▸ The data
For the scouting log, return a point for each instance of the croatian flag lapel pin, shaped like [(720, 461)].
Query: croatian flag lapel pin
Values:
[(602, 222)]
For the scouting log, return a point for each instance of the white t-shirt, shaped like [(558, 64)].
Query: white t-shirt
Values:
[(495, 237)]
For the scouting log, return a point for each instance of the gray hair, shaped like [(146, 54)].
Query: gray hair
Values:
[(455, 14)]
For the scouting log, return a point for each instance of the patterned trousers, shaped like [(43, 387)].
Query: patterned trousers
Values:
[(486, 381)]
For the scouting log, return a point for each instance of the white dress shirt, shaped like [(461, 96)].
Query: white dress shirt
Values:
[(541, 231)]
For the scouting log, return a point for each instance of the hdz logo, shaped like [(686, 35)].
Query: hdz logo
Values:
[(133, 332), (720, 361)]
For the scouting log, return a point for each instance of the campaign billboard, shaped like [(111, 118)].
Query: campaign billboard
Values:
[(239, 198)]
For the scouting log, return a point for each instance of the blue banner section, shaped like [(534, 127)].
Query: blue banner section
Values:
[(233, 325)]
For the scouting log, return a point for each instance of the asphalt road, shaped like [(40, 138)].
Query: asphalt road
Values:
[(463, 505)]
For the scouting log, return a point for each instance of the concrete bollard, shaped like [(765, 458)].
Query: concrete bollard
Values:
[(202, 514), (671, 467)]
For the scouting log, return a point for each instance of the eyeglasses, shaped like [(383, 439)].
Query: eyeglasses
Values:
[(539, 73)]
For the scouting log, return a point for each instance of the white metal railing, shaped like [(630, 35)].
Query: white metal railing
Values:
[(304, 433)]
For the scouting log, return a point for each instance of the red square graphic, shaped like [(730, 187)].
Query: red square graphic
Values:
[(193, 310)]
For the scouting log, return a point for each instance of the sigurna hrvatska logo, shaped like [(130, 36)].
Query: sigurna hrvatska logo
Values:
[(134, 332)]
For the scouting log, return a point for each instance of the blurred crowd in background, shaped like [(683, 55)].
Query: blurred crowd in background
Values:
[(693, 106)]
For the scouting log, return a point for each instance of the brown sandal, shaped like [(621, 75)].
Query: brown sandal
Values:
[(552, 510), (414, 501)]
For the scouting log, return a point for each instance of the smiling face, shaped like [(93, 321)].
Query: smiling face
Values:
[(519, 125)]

▸ What is asked
Render every line of the entries above as a JSON array of strings, with one string per line and blank lines omitted.

▸ Exercise response
[
  "For the scouting log, return a point for each instance of the croatian flag lapel pin, shaped like [(720, 461)].",
  "Query: croatian flag lapel pin",
  "Values:",
  "[(602, 222)]",
  "For the scouting log, return a point for each instance of the white t-shirt, shaped like [(558, 64)].",
  "Query: white t-shirt",
  "Values:",
  "[(495, 237)]",
  "For the scouting log, return a point for each instance of the gray hair, shaped like [(146, 54)].",
  "Query: gray hair",
  "Values:",
  "[(455, 14)]",
  "For the scouting log, return a point for each instance of the patterned trousers, shaped like [(43, 387)].",
  "Query: patterned trousers",
  "Values:",
  "[(486, 381)]",
  "For the scouting log, return a point for each instance of the white dress shirt, shaped like [(461, 96)].",
  "Query: white dress shirt",
  "Values:",
  "[(541, 231)]",
  "For the scouting log, return a point for each instance of the hdz logo, shaped like [(686, 35)].",
  "Query: hdz logo",
  "Values:",
  "[(133, 332), (720, 361)]",
  "For the scouting log, return a point for each instance of the campaign billboard, shaped like [(111, 118)].",
  "Query: campaign billboard",
  "Values:",
  "[(239, 198)]",
  "For the scouting log, return a point for each instance of the blue banner section, shaped like [(534, 127)].",
  "Query: blue banner section",
  "Values:",
  "[(233, 325)]",
  "For the scouting log, return a point for each instance of the asphalt road, shaped like [(40, 138)].",
  "Query: asphalt road",
  "Values:",
  "[(463, 505)]",
  "For the scouting log, return a point for each instance of the concrete bollard, shaped like [(765, 458)].",
  "Query: concrete bollard",
  "Values:",
  "[(202, 514), (671, 467)]",
  "For the scouting log, return a point for each instance of the eyeglasses, shaped like [(383, 439)].",
  "Query: eyeglasses",
  "Values:",
  "[(539, 73)]",
  "For the scouting log, return a point for each instance of the white metal railing, shaped like [(630, 35)].",
  "Query: white metal railing",
  "Values:",
  "[(304, 433)]",
  "For the scouting log, return a point for each instance of the red square graphic, shaped like [(730, 187)].",
  "Query: red square graphic",
  "Values:",
  "[(193, 310)]",
  "For the scouting log, return a point for each instance of the sigurna hrvatska logo, shaped like [(130, 36)].",
  "Query: sigurna hrvatska logo",
  "Values:",
  "[(134, 332)]",
  "For the scouting log, return a point for each instance of the blurred crowd in background, shaped like [(683, 55)].",
  "Query: blurred crowd in background",
  "Values:",
  "[(693, 106)]",
  "For the scouting log, return a point for each instance of the brown sandal, shaped like [(621, 75)].",
  "Query: brown sandal",
  "Values:",
  "[(552, 510), (414, 501)]",
  "For the scouting log, return a point for each instance of the smiling face, shaped like [(93, 321)].",
  "Query: smiling face",
  "Values:",
  "[(519, 125)]"
]